>> start Dataset records
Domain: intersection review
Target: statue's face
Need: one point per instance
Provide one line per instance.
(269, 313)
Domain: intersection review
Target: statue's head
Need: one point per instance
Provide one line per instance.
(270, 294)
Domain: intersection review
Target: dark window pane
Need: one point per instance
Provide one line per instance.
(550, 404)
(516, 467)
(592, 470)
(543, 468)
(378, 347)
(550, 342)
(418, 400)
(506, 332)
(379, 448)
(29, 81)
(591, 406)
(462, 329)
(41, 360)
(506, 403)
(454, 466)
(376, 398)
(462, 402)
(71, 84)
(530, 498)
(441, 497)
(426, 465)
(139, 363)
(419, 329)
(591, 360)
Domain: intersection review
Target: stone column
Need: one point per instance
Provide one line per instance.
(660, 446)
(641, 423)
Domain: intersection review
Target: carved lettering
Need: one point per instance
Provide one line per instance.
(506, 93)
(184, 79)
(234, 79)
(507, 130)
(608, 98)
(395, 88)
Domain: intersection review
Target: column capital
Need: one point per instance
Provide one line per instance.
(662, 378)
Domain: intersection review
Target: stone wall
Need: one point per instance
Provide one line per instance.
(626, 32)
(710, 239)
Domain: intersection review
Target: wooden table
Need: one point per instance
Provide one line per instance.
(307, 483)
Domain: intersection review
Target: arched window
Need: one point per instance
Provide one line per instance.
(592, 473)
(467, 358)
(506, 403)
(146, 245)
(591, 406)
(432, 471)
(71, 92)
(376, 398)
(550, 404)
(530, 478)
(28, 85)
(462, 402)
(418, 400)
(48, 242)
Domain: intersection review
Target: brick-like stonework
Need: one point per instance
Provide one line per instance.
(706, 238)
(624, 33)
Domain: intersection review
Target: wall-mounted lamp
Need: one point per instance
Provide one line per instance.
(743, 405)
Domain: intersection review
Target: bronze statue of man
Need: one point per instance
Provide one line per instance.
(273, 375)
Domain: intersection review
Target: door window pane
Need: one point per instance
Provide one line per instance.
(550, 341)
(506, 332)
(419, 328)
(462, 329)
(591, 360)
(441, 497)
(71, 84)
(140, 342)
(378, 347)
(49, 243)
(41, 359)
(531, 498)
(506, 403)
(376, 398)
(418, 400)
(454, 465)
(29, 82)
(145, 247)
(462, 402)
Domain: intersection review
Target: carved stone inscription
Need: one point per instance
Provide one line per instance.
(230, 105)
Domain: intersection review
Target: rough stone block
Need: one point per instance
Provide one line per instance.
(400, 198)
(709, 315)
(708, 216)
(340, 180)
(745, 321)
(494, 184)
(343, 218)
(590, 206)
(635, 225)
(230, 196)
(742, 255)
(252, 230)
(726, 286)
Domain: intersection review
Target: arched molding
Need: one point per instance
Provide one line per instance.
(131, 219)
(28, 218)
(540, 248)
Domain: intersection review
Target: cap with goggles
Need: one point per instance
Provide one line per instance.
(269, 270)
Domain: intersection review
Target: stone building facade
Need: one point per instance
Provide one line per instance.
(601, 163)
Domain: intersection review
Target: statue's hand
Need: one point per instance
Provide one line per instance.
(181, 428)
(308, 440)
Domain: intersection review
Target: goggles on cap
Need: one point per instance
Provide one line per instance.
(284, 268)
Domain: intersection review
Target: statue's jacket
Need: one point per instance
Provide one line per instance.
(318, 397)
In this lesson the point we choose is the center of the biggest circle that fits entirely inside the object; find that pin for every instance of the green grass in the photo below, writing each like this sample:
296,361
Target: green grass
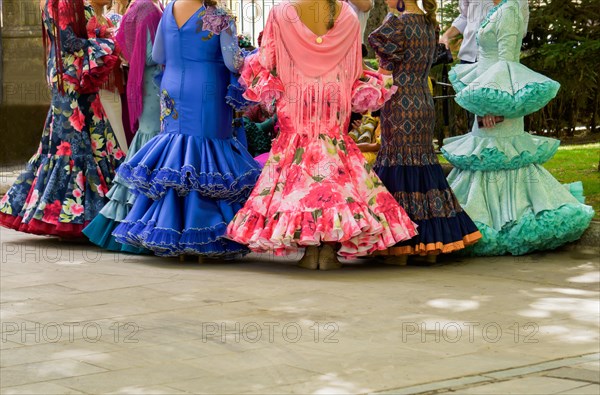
576,163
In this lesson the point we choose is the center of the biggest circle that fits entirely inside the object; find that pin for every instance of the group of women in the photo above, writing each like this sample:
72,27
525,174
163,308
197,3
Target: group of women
188,186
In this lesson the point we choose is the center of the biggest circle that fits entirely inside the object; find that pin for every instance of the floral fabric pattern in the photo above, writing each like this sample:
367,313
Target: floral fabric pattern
167,106
65,182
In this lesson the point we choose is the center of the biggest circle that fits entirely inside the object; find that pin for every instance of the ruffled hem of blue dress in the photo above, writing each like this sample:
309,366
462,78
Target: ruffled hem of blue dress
472,152
207,242
506,88
442,230
99,232
217,168
546,230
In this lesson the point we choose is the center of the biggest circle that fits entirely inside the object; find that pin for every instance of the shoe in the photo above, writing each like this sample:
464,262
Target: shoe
397,260
424,260
328,258
310,260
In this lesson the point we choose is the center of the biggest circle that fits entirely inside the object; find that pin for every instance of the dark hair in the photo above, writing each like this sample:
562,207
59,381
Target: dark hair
331,4
430,7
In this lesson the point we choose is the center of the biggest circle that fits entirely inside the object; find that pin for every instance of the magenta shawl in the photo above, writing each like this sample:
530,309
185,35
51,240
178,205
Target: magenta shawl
143,16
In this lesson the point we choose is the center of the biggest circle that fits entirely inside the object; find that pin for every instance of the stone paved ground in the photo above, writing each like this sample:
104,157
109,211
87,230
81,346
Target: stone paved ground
78,320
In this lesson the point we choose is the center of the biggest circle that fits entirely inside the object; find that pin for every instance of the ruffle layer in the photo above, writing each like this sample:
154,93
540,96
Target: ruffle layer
37,227
498,199
218,169
506,88
546,230
476,152
120,201
99,232
164,227
438,236
353,225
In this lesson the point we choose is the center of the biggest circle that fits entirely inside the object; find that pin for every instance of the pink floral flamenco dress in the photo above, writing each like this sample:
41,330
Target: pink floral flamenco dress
316,186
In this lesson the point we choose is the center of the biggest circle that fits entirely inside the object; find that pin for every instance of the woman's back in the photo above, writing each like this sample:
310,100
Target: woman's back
317,71
195,80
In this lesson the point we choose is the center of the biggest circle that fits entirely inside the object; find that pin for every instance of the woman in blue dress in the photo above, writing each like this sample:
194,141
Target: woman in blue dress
136,36
498,177
194,176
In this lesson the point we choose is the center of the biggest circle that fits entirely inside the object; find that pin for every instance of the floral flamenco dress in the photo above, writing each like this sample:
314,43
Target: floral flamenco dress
136,37
498,177
316,186
65,182
193,177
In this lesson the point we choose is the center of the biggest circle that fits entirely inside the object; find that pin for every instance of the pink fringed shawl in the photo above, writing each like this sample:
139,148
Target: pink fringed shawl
317,72
142,17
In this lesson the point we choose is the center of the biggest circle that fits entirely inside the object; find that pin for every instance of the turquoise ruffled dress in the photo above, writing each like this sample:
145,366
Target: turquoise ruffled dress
498,177
120,196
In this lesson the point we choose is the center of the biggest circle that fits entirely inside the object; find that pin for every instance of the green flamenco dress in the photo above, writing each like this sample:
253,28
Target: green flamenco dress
518,206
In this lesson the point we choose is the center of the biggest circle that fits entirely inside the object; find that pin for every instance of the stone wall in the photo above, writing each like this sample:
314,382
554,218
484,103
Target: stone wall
25,96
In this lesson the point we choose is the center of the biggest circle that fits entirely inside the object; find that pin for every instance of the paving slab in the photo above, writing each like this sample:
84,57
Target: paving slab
142,324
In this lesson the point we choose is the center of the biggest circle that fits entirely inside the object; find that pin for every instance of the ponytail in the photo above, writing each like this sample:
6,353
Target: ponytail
430,7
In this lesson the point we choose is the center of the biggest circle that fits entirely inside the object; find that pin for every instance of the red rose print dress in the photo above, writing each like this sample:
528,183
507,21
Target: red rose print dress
316,186
64,184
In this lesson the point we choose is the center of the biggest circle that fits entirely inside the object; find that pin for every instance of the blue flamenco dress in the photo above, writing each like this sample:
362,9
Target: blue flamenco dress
194,176
498,177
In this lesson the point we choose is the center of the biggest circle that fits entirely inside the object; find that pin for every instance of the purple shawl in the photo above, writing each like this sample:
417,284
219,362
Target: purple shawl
142,16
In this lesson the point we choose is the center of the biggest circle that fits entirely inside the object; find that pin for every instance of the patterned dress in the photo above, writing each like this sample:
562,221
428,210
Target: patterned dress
316,186
65,182
407,163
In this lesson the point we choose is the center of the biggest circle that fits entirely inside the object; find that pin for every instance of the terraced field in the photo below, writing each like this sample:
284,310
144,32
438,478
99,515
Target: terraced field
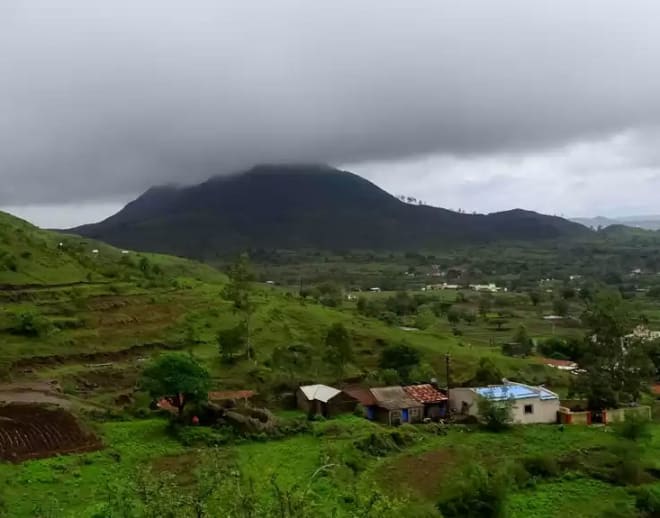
29,431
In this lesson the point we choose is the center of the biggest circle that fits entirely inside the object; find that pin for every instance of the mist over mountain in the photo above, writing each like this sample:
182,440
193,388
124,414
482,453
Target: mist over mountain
304,206
647,222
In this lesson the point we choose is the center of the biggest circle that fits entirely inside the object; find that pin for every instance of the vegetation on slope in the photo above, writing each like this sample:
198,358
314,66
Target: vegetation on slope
302,207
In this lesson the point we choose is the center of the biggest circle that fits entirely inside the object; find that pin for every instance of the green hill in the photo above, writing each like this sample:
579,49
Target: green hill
301,207
32,256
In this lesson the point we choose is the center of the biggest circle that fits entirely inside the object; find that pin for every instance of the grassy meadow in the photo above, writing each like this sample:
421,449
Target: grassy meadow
92,321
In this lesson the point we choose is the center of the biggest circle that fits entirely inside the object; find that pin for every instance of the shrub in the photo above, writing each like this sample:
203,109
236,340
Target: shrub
29,323
400,358
478,494
634,428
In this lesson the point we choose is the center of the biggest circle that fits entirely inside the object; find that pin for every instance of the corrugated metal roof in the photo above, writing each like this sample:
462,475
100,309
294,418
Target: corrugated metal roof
393,398
514,391
322,393
362,395
425,393
231,394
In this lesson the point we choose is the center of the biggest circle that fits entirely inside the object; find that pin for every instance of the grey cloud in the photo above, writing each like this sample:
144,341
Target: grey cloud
103,98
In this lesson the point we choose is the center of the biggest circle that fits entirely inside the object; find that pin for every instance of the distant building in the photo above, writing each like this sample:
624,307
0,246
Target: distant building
529,404
562,365
394,406
435,402
644,334
324,400
491,288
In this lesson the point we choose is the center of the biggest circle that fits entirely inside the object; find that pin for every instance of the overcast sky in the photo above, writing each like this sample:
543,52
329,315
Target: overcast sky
547,105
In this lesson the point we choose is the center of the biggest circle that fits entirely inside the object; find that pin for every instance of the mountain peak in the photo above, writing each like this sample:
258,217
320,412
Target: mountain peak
293,206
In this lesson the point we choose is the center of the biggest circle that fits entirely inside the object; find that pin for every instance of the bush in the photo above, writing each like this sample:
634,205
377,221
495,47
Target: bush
380,444
30,323
401,358
647,501
634,428
478,494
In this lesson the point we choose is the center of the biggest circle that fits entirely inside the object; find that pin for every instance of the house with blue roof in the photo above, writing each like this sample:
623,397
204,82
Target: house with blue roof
529,404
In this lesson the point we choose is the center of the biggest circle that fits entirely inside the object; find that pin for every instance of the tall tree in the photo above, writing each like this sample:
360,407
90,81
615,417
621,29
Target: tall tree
239,292
618,366
178,377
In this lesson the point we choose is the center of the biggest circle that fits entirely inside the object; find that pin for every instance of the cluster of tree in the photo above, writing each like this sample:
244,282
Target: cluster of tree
618,367
328,293
521,344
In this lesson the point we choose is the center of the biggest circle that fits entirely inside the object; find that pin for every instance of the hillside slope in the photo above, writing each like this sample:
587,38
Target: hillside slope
32,256
295,207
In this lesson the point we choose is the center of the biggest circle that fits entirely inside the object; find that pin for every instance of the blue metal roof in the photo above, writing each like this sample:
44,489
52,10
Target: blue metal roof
504,392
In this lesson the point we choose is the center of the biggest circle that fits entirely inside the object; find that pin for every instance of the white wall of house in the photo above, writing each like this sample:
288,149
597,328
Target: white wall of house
524,411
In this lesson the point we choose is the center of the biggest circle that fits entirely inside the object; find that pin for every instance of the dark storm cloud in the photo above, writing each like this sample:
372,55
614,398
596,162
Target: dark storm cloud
100,99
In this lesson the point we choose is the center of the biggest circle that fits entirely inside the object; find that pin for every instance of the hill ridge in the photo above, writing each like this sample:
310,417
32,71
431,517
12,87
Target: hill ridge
304,206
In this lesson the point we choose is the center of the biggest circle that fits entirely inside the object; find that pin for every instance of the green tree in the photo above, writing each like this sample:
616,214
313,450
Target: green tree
618,366
454,316
425,317
401,358
239,292
487,373
338,347
292,359
232,340
496,416
560,307
177,376
535,297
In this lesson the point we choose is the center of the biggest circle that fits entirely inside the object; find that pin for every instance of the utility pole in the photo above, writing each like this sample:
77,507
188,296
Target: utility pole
448,372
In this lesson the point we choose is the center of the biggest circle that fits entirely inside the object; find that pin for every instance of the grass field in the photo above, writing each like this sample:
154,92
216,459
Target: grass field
420,473
91,321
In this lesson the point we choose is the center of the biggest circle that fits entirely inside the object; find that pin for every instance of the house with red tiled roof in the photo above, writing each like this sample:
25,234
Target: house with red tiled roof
435,402
242,396
365,399
563,365
655,390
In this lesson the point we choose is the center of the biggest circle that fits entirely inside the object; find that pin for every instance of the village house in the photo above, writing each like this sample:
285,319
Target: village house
365,399
235,397
394,406
529,404
435,402
562,365
324,400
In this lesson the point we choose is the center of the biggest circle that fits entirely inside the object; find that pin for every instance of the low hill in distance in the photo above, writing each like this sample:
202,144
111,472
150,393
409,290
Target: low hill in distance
650,222
30,256
297,207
>> end Dataset records
* [Work instructions] Retype nothing except the lines from the line holding "tiled roof in" through the last line of the entries, both included.

* [Result below]
In this lesson the point we choose is the center of the biggest circle that fits entirely inside the object; find that pin for every instance of the house with red tiled roof in the photo above, writing each like this sample:
25,234
Target: house with red tiled roof
435,402
242,396
365,399
563,365
655,390
In this lesson the point we choose is the center of the biggest circle that fits entirely inside the object; find that pin for every instance of the village house in the photo above, writing each like this sample:
285,319
Target: village house
365,399
235,397
394,406
529,404
435,402
562,365
324,400
In this lesson the point we choose is the center of the biggest circle that fits entirely inside the object; find that pin for every instance of the low hill in distance in the photo above, writing each like this sample:
202,144
111,472
150,393
409,290
Target: low hill in distance
650,222
30,256
297,207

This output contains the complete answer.